(YOUR TASK): Extract every line in the rows below that contains the string "wall". Matching is case-sensitive.

(RECORDS FOR THIS TASK):
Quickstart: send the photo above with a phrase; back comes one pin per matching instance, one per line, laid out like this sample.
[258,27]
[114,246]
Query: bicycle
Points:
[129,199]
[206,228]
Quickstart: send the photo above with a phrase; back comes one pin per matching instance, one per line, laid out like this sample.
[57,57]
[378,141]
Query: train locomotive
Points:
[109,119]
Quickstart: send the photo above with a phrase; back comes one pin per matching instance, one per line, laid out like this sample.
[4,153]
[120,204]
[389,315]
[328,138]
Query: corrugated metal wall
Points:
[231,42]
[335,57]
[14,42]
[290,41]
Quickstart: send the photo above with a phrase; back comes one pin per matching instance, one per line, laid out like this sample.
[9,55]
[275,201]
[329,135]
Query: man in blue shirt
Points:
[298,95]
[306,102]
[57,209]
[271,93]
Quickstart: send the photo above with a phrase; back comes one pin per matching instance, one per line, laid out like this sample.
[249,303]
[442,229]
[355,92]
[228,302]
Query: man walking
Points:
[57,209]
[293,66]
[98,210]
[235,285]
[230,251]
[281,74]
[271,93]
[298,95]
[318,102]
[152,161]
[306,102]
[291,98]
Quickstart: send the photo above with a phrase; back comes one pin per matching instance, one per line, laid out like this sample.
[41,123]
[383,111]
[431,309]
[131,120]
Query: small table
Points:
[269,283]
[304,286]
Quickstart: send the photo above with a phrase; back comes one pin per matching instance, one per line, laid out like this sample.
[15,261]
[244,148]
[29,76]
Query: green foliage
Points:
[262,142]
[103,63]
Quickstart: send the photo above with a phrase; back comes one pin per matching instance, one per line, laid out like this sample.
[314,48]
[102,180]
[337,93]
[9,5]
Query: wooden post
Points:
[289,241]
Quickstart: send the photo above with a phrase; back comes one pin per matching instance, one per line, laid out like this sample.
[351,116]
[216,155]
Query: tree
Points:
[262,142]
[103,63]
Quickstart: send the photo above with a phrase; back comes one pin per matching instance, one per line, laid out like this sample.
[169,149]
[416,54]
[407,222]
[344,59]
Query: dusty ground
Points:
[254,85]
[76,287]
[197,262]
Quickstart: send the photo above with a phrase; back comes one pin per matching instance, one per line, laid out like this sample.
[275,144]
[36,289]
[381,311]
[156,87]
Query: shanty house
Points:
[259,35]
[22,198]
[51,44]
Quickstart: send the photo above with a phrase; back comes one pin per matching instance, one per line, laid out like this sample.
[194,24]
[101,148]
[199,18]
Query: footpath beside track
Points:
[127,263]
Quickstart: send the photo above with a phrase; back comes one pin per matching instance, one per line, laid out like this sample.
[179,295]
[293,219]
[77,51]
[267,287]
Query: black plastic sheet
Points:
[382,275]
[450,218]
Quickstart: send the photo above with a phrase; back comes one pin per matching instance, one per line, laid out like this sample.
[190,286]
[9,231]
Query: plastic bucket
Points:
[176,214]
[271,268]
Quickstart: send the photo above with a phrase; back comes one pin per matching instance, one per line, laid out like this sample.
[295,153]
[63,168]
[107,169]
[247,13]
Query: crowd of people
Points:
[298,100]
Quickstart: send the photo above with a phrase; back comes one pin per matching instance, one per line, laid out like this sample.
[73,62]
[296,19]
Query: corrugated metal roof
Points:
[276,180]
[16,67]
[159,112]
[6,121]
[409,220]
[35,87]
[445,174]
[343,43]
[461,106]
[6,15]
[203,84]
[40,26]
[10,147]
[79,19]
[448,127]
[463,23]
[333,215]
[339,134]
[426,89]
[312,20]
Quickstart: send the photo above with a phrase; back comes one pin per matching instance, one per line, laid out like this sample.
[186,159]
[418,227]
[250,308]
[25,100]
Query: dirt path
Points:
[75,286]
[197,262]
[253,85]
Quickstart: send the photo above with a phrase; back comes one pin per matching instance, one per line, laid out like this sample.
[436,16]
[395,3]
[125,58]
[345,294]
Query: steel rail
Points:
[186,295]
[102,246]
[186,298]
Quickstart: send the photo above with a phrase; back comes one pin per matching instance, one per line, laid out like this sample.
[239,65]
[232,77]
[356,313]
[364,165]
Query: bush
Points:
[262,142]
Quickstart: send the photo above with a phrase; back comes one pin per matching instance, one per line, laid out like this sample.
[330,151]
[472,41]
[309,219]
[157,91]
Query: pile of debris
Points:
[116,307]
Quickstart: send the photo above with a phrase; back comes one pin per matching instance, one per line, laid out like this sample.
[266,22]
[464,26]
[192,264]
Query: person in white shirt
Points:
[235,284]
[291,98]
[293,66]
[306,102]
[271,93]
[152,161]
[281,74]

==

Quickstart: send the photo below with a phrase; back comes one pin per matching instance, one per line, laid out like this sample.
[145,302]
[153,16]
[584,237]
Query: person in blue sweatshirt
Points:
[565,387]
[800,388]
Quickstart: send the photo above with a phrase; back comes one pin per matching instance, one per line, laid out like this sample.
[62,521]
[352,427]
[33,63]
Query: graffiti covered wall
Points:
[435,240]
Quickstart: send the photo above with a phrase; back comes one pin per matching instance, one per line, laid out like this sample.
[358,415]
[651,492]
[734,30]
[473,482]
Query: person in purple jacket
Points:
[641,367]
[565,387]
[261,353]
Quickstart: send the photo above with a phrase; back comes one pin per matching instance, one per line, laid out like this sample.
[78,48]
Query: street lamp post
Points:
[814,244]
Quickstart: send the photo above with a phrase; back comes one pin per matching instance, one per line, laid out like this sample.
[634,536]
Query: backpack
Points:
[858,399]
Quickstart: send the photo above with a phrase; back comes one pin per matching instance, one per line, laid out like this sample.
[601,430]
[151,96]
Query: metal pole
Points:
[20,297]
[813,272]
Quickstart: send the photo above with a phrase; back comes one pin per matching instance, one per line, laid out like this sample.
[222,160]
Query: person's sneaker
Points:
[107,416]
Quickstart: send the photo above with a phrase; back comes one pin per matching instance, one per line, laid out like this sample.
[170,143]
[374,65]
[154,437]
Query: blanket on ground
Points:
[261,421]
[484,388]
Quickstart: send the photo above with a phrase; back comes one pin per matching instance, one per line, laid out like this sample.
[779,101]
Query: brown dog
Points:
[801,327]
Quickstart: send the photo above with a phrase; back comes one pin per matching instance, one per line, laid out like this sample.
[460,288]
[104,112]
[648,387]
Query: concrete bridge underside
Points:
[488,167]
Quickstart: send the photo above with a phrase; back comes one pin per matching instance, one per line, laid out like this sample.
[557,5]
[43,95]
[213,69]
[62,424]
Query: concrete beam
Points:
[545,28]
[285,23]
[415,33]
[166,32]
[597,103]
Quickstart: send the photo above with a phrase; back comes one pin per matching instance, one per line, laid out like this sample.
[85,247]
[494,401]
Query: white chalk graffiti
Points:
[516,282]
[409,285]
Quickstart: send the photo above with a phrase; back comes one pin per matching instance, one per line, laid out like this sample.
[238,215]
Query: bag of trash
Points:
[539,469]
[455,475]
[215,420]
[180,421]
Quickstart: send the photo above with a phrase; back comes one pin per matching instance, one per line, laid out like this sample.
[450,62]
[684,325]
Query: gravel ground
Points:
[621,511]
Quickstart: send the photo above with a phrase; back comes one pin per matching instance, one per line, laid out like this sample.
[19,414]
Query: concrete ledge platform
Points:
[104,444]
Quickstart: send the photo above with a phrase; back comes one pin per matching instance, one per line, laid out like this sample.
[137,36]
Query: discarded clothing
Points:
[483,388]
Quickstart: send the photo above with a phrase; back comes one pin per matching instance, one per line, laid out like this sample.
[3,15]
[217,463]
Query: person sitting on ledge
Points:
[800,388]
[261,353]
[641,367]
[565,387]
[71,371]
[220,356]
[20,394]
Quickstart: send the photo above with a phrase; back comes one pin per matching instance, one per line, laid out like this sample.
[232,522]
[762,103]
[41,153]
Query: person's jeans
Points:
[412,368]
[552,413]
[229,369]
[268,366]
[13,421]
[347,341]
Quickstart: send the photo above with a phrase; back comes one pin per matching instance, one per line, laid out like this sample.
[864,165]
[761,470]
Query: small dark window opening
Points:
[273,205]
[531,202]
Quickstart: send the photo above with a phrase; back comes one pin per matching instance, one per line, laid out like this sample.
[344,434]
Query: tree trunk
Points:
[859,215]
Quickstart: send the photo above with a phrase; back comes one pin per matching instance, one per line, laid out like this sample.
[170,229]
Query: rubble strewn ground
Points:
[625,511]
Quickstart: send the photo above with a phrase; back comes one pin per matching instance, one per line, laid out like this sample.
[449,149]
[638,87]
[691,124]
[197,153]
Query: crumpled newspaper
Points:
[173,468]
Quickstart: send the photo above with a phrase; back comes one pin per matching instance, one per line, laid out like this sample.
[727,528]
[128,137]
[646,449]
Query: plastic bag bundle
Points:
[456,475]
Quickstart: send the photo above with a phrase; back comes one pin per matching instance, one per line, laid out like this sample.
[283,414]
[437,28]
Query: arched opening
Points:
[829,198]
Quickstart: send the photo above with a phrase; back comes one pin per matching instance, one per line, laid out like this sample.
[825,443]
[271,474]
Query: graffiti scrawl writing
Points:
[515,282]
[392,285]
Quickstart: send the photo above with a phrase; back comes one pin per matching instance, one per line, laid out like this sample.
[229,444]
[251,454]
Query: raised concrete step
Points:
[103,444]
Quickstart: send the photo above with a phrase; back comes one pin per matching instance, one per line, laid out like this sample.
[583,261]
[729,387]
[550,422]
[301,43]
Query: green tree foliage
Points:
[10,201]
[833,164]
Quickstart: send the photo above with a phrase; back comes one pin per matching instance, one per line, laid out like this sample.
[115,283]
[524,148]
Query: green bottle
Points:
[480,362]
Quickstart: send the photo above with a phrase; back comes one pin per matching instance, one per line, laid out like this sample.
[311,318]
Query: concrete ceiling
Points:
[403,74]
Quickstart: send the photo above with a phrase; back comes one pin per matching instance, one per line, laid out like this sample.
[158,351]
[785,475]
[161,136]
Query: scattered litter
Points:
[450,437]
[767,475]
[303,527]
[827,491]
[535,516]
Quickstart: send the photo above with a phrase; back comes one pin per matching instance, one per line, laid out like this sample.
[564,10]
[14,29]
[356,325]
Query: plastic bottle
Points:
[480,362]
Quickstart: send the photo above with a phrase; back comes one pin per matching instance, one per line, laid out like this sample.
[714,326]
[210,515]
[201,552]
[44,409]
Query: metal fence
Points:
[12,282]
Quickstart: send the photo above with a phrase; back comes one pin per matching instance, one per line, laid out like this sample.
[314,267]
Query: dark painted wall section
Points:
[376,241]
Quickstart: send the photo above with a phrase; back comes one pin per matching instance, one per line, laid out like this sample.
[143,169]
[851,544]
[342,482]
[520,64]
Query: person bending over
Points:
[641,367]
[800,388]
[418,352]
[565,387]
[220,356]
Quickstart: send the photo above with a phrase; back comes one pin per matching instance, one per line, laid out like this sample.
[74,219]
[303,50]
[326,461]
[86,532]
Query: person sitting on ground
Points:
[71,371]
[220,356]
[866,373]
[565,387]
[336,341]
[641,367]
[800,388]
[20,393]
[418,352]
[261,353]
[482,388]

(TASK RESULT):
Query: corrugated metal wall
Query: graffiti covered wall
Query: dark painted wall section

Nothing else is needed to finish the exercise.